Stress relieving and Normalising

Stress relieving is applied to both ferrous and non-ferrous alloys and is intended to remove internal residual stresses generated by prior manufacturing processes such as machining, cold rolling and welding. Without it, subsequent processing may give rise to unacceptable distortion and/or the material can suffer from service problems such as stress corrosion cracking. The treatment is not intended to produce significant changes in material structures or mechanical properties, and is therefore normally restricted to relatively low temperatures.

Carbon steels and alloy steels can be given two forms of stress relief:

1. Treatment at typically 150-200°C relieves peak stresses after hardening without significantly reducing hardness (e.g. case-hardened components, bearings, etc.):
   
2. Treatment at typically 600-680°C (e.g. after welding, machining etc.) provides virtually complete stress relief.

Non-ferrous alloys are stress relieved at a wide variety of temperatures related to alloy type and condition. Alloys that have been age-hardened are restricted to stress relieving temperatures below the ageing temperature.
Austenitic stainless steels are stress relieved below 480°C or above 900°C, temperatures in between reducing corrosion resistance in grades that are not stabilised or low-carbon. Treatments above 900°C are often full solution anneals.

Normalising
Applied to some, but not all, engineering steels, normalising can soften, harden or stress relieve a material, depending on its initial state. The objective of the treatment is to counter the effects of prior processes, such as casting, forging or rolling, by refining the existing non-uniform structure into one which enhances machinability/formability or, in certain product forms, meets final mechanical property requirements.

A primary purpose is to condition a steel so that, after subsequent shaping, a component responds satisfactorily to a hardening operation (e.g. aiding dimensional stability).

Normalising consists of heating a suitable steel to a temperature typically in the range 830-950°C (at or above the hardening temperature of hardening steels, or above the carburising temperature for carburising steels) and then cooling in air. Heating is usually carried out in air, so subsequent machining or surface finishing is required to remove scale or decarburised layers.

Air-hardening steels (e.g. some automotive gear steels) are often "tempered" (subcritically annealed) after normalising to soften the structure and/or promote machinability. Many aircraft specifications also call for this combination of treatments. Steels that are not usually normalised are those which would harden significantly during air cooling (e.g. many tool steels), or those which gain no structural benefit or produce inappropriate structures or mechanical properties (e.g. the stainless steels).

What Are The Benefits?

DATASET ENTRIES ▸
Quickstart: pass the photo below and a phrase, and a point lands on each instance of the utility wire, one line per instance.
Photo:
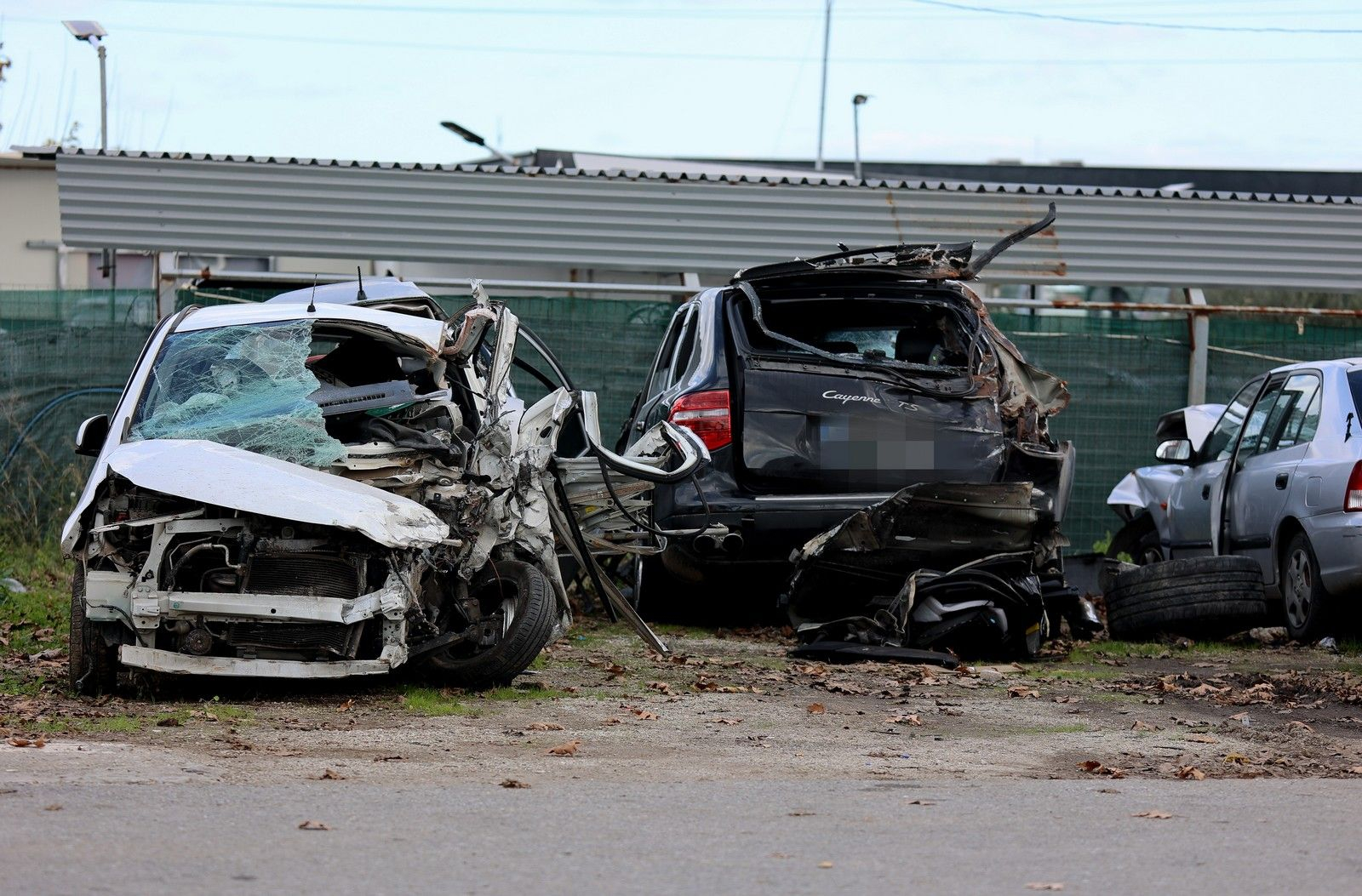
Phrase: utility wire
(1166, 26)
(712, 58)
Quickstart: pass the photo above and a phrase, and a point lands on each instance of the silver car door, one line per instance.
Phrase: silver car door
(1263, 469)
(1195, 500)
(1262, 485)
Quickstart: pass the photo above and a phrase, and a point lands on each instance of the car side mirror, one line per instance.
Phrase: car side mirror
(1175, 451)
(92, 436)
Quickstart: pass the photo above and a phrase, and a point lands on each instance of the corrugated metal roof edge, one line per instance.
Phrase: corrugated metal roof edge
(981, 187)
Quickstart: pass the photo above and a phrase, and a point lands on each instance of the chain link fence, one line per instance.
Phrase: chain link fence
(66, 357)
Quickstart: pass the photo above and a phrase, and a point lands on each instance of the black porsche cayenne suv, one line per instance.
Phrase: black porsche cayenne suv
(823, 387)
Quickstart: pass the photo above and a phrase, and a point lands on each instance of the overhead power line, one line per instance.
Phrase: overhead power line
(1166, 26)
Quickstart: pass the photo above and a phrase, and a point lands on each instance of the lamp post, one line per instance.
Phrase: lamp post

STATED GOAL A ▸
Answer these questions using the text on stress relieving and normalising:
(i) What temperature range is typically used for the stress relief that gives carbon and alloy steels virtually complete stress relief?
(ii) Below what temperature are austenitic stainless steels stress relieved when the treatment is not done above 900°C?
(iii) After heating to the normalising temperature, how is the steel cooled?
STATED GOAL B ▸ Carry on the text on stress relieving and normalising, starting after its closing heading "What Are The Benefits?".

WRITTEN REPLY A ▸
(i) Typically 600-680°C.
(ii) Below 480°C.
(iii) It is cooled in air.

WRITTEN REPLY B ▸
Stress relieving, normalising and annealing all prepare metals and alloys for further processing or for the intended service conditions. They control the ability of materials to be machined with ease, perform without distortion in service, be formed without cracking or splitting, be subsequently hardened or carburised with minimal distortion, or to resist corrosive environments.

What Sort of Materials Can Be Treated?
All commercial alloys can be annealed and stress relieved. Normalising is restricted to certain steels for the reasons indicated above.

What Are the Limitations?

• Stress relieving of carbon or low-alloy steel fabrications is frequently the last heat treatment applied, so it must be ensured that the mechanical properties of the materials treated will not be adversely affected.
  
• Stress relieving between machining operations can be performed on pre-treated material. The stress relieving effectiveness may have to be reduced to prevent loss of mechanical properties.
  
• Many austenitic stainless steels require fast cooling after high-temperature stress relief or solution annealing. A degree of distortion or reintroduction of residual stresses is inevitable in such cases.
  
• The size and shape of items that can be stress relieved, annealed or normalised depends on the type of equipment operated by the heat treater. For large items, check the availability of suitably-sized facilities at an early stage.

What Problems Could Arise?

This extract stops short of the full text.